SET TASKS.
A – From the squatter camp passage, name every national group it lists as having its own section of the camp.
B – Extract everything in the squatter camp passage from "I asked him if" down to "if returned home.", copying it word for word.
C – Extend the squatter camp passage by writing what follows its final sentence.

I was stunned by how well the different national groups had apparently organized themselves in this squatter village of some 3,500. There were sections of the camp housing Syrians, Iraqis, Iranians, Kurds, Somalis, Ethiopians, Eritreans, Sudanese and others—with stores, a barbershop and cafés. We drank sweet black tea in a makeshift café full of Iranian men, followed by another meeting over tea with Ethiopians followed by tea and baklava in a rustic Afghan tent restaurant. Yet despair and agitation were also palpable.

I met a man from Eritrea outside the door of the makeshift library, “Jungle Books,” which held dictionaries and novels in the languages of the camp’s primary residents. I asked him how he was, and his honest response still haunts me. 

“Are we human beings? Are we human beings?” he said, gesturing toward the sprawl of blue plastic tarps and muddy trails through the camp. “And this?” he gestured with disgust. “We have come here for this?” 
He told me how he’d left a desperate situation in his homeland with hopes of a new life, which was so obviously blocked before him by UK government immigration policies.

I asked him if I could pray for him, and he declined, stating that he was Orthodox. I told him I had great respect for Orthodox Christians, and this moved him enough that he accepted my prayers.

Most of the camp residents resist any contact with French authorities, not wanting to be processed outside of the UK, their final destination. Yet now France is warning that the camp will soon be demolished and people will have to leave. But where will they go? France claims they will deport many to their countries of origin. Yet there are many unaccompanied children present in the camp and others who most certainly would be in grave danger if returned home.

The movement of millions of people from impoverished countries and war zones into Europe is creating a lot of fear and anxiety. People of faith must resist attempts of politicians and the media to incite fear or false compassion. Followers of Jesus are called to face people and issues with open eyes and compassionate hearts. Jesus warns in Matthew 24:12 that in later days “because lawlessness is increased, most people’s love will grow cold. But the one who endures to the end, he will be saved.”

(Source data)
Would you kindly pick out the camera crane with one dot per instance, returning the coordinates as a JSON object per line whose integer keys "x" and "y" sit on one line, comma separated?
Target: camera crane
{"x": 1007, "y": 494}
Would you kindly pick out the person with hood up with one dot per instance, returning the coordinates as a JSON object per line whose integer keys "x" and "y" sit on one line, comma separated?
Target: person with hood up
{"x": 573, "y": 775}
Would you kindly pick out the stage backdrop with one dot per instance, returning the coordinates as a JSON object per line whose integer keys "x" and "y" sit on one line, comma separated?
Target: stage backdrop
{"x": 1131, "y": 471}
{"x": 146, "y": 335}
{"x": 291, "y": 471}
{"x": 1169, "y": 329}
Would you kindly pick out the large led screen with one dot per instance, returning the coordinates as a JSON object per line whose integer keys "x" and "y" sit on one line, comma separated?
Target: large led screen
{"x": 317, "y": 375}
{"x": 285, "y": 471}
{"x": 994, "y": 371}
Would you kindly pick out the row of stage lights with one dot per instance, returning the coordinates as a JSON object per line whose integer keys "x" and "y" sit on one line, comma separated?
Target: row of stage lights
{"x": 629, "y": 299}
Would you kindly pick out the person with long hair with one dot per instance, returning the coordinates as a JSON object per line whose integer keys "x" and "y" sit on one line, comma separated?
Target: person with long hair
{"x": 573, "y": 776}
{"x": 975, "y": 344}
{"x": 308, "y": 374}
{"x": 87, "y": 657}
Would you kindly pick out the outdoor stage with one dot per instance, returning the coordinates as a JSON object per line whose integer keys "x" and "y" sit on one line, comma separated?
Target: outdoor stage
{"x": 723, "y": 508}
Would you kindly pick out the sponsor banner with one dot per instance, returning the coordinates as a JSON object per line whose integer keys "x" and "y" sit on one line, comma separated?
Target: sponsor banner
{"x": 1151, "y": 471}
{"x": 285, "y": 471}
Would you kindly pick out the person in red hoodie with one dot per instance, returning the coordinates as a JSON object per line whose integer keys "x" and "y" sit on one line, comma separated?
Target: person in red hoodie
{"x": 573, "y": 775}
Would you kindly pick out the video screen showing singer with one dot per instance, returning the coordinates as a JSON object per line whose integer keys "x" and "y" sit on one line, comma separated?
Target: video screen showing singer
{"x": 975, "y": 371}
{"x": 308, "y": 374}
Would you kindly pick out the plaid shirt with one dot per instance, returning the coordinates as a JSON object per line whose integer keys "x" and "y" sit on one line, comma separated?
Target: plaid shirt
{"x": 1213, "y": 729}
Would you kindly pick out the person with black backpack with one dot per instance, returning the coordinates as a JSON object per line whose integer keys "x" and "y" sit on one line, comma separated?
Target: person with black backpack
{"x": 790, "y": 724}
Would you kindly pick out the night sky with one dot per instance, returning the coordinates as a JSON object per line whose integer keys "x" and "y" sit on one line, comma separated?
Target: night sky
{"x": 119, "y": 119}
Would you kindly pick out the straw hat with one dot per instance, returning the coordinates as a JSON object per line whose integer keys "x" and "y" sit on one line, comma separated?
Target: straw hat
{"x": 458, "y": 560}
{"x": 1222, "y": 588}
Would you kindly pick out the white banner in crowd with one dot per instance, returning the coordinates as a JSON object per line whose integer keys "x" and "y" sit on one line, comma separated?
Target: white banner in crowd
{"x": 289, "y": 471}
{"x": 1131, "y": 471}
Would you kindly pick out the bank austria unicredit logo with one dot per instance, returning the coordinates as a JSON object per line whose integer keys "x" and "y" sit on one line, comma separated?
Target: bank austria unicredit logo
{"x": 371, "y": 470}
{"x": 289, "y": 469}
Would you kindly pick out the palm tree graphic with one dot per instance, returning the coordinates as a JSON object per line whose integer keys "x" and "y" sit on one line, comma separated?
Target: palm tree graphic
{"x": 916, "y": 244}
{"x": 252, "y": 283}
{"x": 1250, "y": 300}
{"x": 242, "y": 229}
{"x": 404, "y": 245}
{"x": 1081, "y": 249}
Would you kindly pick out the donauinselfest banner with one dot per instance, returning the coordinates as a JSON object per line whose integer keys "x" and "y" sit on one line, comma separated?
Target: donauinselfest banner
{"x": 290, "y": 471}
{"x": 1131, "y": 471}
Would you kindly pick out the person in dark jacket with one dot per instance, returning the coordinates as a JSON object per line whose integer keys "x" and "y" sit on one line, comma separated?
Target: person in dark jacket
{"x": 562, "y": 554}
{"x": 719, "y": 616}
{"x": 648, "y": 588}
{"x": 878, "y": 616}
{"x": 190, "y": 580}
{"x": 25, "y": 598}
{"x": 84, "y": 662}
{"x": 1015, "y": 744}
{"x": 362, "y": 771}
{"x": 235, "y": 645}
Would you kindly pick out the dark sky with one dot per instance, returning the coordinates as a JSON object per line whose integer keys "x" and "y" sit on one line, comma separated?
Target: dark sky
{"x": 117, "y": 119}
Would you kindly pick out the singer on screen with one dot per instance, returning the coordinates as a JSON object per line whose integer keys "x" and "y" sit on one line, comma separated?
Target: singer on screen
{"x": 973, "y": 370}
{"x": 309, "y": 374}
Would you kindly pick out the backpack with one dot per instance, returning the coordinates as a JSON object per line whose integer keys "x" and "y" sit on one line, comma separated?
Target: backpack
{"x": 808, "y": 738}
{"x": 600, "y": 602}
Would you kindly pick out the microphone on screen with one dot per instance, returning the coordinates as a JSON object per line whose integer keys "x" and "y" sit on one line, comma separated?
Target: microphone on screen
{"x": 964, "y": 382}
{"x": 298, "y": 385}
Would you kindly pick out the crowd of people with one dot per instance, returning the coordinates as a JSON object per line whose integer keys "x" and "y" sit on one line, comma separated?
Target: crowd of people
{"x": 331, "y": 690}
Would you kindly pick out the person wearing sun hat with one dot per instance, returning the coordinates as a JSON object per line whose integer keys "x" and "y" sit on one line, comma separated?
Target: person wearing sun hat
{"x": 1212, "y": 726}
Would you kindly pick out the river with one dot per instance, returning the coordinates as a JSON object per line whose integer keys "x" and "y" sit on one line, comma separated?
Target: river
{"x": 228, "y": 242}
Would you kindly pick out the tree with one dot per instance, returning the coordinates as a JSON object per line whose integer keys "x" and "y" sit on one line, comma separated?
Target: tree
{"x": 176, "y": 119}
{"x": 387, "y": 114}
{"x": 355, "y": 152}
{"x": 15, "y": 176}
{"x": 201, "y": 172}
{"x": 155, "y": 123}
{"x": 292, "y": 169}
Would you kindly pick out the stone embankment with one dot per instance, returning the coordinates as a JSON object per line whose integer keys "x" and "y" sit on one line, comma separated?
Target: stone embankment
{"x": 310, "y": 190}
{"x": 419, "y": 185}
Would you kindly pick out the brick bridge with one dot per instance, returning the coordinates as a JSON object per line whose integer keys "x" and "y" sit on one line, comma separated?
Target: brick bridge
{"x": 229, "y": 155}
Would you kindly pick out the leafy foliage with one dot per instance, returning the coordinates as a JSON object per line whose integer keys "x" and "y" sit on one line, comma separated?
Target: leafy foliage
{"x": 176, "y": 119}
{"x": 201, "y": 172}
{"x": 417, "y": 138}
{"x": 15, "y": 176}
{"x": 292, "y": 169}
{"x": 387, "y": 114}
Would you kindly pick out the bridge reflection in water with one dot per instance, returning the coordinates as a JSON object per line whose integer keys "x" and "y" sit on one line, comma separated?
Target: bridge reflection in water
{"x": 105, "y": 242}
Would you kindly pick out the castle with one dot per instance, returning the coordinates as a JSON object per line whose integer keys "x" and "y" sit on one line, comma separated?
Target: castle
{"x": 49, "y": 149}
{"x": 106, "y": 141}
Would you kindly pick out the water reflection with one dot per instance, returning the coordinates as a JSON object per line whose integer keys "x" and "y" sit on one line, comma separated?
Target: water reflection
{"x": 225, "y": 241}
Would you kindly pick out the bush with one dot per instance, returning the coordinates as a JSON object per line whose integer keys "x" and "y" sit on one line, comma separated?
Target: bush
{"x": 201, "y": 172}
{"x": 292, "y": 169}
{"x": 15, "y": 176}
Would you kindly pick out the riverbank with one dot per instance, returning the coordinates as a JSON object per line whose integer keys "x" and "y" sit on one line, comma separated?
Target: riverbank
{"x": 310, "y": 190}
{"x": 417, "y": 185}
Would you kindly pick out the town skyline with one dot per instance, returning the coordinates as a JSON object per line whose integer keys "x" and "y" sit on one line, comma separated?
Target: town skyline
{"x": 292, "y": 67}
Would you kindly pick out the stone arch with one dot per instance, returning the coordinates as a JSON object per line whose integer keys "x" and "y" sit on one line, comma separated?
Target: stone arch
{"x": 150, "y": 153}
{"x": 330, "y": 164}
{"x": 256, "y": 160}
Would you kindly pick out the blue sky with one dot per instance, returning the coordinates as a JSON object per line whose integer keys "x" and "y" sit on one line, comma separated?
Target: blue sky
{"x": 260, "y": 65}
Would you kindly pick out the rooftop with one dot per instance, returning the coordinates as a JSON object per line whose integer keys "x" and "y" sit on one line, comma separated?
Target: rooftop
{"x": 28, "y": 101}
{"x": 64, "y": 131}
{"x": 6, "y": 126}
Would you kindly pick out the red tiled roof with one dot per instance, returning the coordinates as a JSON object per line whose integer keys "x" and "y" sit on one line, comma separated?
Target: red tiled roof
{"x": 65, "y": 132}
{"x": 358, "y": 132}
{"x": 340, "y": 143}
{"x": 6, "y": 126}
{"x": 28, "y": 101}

RESULTS FOR THE EXERCISE.
A –
- Syrians
- Iraqis
- Iranians
- Kurds
- Somalis
- Ethiopians
- Eritreans
- Sudanese

B –
I asked him if I could pray for him, and he declined, stating that he was Orthodox. I told him I had great respect for Orthodox Christians, and this moved him enough that he accepted my prayers.

Most of the camp residents resist any contact with French authorities, not wanting to be processed outside of the UK, their final destination. Yet now France is warning that the camp will soon be demolished and people will have to leave. But where will they go? France claims they will deport many to their countries of origin. Yet there are many unaccompanied children present in the camp and others who most certainly would be in grave danger if returned home.

C –
What is Jesus calling his followers to endure? I wonder. It seems Jesus is calling those who follow him to endure the lawlessness without letting their love grow cold. It is the one who endures without their heart growing cold who will be saved. So how do we endure in these perilous times?

I have been inspired in my readings of the Gospels to see people and problems the way Jesus sees them—with a heart of limitless and practical compassion for the masses.

“Seeing the people, he felt compassion for them, because they were distressed and dispirited like sheep without a shepherd” (Matthew 9:36).

Jesus modeled and invited a Kingdom-of-God governmental strategy, mobilizing his followers into direct action. “Then He said to His disciples, ‘The harvest is plentiful, but the workers are few. Therefore, beg the Lord of the harvest to send out workers into His harvest’” (Matthew 9:37-38). There is certainly an unprecedented opportunity to directly show Christ’s love to vulnerable people from many unreached nations who are right now on our very doorsteps.

When 5,000 were hungry after listening to Jesus’ teaching in a remote place, he told his disciples: “You give them something to eat.” Jesus himself multiplied their limited loaves and fish, distributing provision through his disciple colleagues, expanding their and our imaginations regarding how we are to think and act toward people in need.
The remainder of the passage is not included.